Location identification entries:
--- START ---

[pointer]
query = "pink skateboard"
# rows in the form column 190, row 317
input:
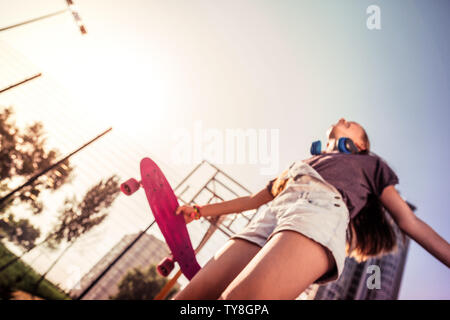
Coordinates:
column 163, row 204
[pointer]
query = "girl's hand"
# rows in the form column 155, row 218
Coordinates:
column 187, row 212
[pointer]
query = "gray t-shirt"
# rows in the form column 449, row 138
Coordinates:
column 355, row 176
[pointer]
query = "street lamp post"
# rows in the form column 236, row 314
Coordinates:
column 70, row 7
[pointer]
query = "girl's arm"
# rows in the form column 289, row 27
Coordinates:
column 231, row 206
column 415, row 228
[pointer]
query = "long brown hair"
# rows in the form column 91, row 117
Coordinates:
column 371, row 232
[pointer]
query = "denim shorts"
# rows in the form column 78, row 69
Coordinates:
column 310, row 206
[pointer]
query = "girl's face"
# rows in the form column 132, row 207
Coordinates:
column 349, row 129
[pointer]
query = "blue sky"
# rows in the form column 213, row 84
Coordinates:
column 294, row 66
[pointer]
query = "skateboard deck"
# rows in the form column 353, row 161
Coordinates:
column 163, row 204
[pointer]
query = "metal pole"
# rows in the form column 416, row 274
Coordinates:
column 21, row 82
column 70, row 7
column 44, row 171
column 93, row 283
column 33, row 20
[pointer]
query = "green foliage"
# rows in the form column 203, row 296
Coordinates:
column 23, row 153
column 77, row 218
column 20, row 278
column 140, row 284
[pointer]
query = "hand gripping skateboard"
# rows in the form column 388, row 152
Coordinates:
column 163, row 204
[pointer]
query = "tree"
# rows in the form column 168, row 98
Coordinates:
column 77, row 218
column 20, row 232
column 139, row 284
column 23, row 152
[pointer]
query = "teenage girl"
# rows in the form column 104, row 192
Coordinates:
column 321, row 209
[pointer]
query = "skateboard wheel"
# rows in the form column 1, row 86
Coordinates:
column 130, row 186
column 165, row 266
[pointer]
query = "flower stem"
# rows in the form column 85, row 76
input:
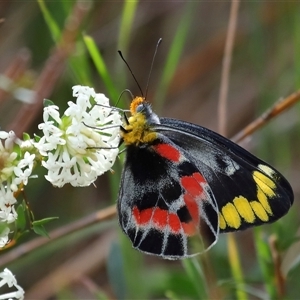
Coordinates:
column 236, row 268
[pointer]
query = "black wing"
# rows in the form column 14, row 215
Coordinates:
column 247, row 190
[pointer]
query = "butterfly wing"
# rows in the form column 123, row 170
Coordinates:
column 247, row 190
column 164, row 200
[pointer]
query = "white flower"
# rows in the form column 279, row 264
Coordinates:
column 4, row 237
column 15, row 166
column 83, row 143
column 6, row 277
column 7, row 209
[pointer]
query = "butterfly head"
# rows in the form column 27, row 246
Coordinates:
column 138, row 128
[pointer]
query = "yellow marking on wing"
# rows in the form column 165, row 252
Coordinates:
column 265, row 183
column 265, row 189
column 231, row 216
column 259, row 211
column 263, row 199
column 222, row 223
column 267, row 170
column 243, row 207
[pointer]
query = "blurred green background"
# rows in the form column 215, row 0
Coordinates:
column 47, row 47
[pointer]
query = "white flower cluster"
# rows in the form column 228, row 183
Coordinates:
column 83, row 143
column 16, row 165
column 6, row 277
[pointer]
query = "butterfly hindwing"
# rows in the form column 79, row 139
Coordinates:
column 182, row 181
column 164, row 201
column 248, row 191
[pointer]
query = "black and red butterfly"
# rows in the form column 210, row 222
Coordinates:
column 181, row 180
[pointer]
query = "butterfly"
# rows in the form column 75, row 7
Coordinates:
column 181, row 182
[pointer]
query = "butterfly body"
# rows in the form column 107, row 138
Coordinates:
column 182, row 181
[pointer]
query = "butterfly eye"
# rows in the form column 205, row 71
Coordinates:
column 140, row 108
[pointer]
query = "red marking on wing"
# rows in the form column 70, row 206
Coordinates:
column 192, row 185
column 174, row 223
column 160, row 218
column 168, row 151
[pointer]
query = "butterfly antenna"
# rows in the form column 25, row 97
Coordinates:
column 120, row 53
column 154, row 55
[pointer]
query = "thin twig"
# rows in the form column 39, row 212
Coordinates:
column 222, row 109
column 101, row 215
column 53, row 69
column 280, row 280
column 280, row 106
column 15, row 71
column 222, row 117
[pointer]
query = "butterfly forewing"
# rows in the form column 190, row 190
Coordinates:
column 164, row 201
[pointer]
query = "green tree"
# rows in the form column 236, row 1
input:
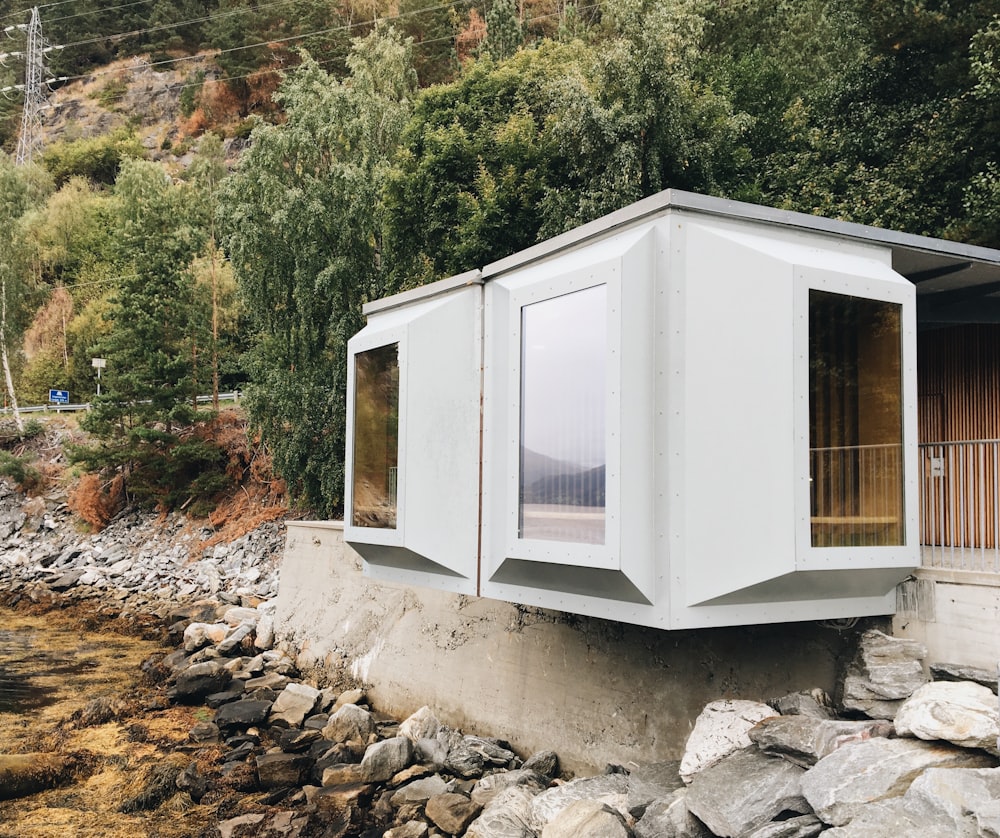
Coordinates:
column 503, row 30
column 147, row 400
column 304, row 227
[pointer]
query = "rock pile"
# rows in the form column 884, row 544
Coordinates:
column 141, row 560
column 788, row 769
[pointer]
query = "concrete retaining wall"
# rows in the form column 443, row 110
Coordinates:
column 955, row 613
column 594, row 691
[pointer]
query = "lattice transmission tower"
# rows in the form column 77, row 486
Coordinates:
column 35, row 86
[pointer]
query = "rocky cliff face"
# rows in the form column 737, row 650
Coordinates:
column 140, row 94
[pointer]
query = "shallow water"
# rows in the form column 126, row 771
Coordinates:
column 52, row 667
column 28, row 667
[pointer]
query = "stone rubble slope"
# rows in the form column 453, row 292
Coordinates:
column 140, row 559
column 314, row 760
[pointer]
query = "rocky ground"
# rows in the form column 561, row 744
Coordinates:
column 256, row 750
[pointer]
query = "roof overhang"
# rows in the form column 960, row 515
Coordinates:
column 956, row 283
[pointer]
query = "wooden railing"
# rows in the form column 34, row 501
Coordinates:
column 959, row 495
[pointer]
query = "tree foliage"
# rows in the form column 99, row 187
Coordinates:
column 304, row 228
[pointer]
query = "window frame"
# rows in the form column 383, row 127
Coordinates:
column 604, row 556
column 807, row 556
column 377, row 535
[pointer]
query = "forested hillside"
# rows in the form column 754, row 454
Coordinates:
column 322, row 154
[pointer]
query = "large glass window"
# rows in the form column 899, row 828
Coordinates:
column 376, row 437
column 563, row 403
column 855, row 421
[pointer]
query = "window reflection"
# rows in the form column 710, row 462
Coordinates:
column 376, row 437
column 563, row 458
column 855, row 421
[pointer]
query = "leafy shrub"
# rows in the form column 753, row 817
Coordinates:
column 111, row 94
column 95, row 158
column 93, row 502
column 21, row 471
column 191, row 92
column 159, row 470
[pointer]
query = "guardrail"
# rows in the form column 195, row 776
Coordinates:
column 52, row 407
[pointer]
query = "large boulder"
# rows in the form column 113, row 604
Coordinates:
column 293, row 704
column 669, row 817
column 840, row 785
column 745, row 791
column 606, row 788
column 587, row 819
column 805, row 740
column 960, row 712
column 349, row 723
column 884, row 672
column 508, row 815
column 720, row 730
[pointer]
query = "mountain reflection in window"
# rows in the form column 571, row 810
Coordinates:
column 563, row 399
column 376, row 437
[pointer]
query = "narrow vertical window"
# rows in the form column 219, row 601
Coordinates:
column 376, row 437
column 563, row 405
column 855, row 421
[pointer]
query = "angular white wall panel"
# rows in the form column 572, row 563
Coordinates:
column 436, row 538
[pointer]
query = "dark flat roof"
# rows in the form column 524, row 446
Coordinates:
column 956, row 283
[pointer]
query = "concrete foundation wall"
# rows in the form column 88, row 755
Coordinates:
column 594, row 691
column 955, row 613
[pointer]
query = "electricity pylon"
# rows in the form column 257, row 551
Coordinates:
column 34, row 98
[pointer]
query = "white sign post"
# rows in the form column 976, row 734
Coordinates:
column 98, row 364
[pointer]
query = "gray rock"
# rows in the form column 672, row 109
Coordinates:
column 544, row 762
column 587, row 819
column 451, row 812
column 343, row 775
column 507, row 816
column 889, row 818
column 234, row 638
column 296, row 741
column 745, row 791
column 720, row 730
column 841, row 784
column 271, row 681
column 419, row 791
column 655, row 781
column 422, row 724
column 606, row 788
column 228, row 828
column 965, row 800
column 384, row 759
column 884, row 672
column 197, row 635
column 245, row 713
column 814, row 702
column 491, row 785
column 958, row 672
column 670, row 818
column 806, row 739
column 200, row 679
column 347, row 697
column 410, row 829
column 804, row 826
column 350, row 722
column 294, row 703
column 960, row 712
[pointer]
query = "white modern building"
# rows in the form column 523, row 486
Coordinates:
column 689, row 413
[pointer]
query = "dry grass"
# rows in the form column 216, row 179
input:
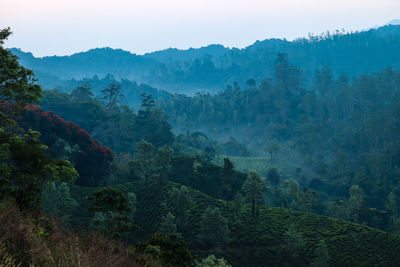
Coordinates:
column 25, row 241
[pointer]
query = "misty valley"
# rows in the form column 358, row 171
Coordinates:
column 282, row 153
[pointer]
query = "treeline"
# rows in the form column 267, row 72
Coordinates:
column 344, row 130
column 211, row 67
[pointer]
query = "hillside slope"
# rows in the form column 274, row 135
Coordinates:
column 261, row 242
column 214, row 66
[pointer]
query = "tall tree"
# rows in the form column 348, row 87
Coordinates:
column 228, row 172
column 112, row 94
column 112, row 209
column 254, row 188
column 17, row 84
column 214, row 229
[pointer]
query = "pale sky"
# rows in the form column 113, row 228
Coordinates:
column 63, row 27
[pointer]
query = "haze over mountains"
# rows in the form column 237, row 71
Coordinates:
column 213, row 67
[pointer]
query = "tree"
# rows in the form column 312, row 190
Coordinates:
column 57, row 200
column 112, row 94
column 163, row 162
column 214, row 229
column 17, row 84
column 196, row 173
column 209, row 153
column 148, row 102
column 356, row 202
column 292, row 193
column 272, row 148
column 294, row 241
column 321, row 255
column 228, row 172
column 391, row 205
column 251, row 83
column 168, row 225
column 254, row 188
column 273, row 177
column 238, row 205
column 308, row 199
column 112, row 209
column 83, row 92
column 145, row 158
column 181, row 202
column 212, row 261
column 25, row 168
column 170, row 250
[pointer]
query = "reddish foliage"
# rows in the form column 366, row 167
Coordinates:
column 93, row 161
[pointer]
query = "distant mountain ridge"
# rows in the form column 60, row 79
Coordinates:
column 212, row 67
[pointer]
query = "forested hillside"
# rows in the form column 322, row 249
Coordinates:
column 211, row 68
column 294, row 162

--- END ---

**Aim of the exercise**
Revise the records from their start through the line that contains "column 371, row 232" by swapping "girl's" for "child's" and leaving everything else as it is. Give back only that stretch, with both ends included, and leave the pictures out.

**Written answer**
[pointer]
query = "pink skateboard"
# rows in the form column 190, row 317
input:
Coordinates:
column 163, row 204
[pointer]
query = "child's hand"
# rows in the form column 155, row 218
Coordinates:
column 187, row 212
[pointer]
query = "gray t-shirt"
# rows in the form column 449, row 138
Coordinates:
column 355, row 176
[pointer]
query = "street lamp post"
# rows in the form column 236, row 314
Coordinates:
column 70, row 7
[pointer]
query = "child's arm"
# rows in the form column 289, row 27
Coordinates:
column 231, row 206
column 415, row 228
[pointer]
query = "long brown hair"
# rows in the form column 91, row 117
Coordinates:
column 371, row 232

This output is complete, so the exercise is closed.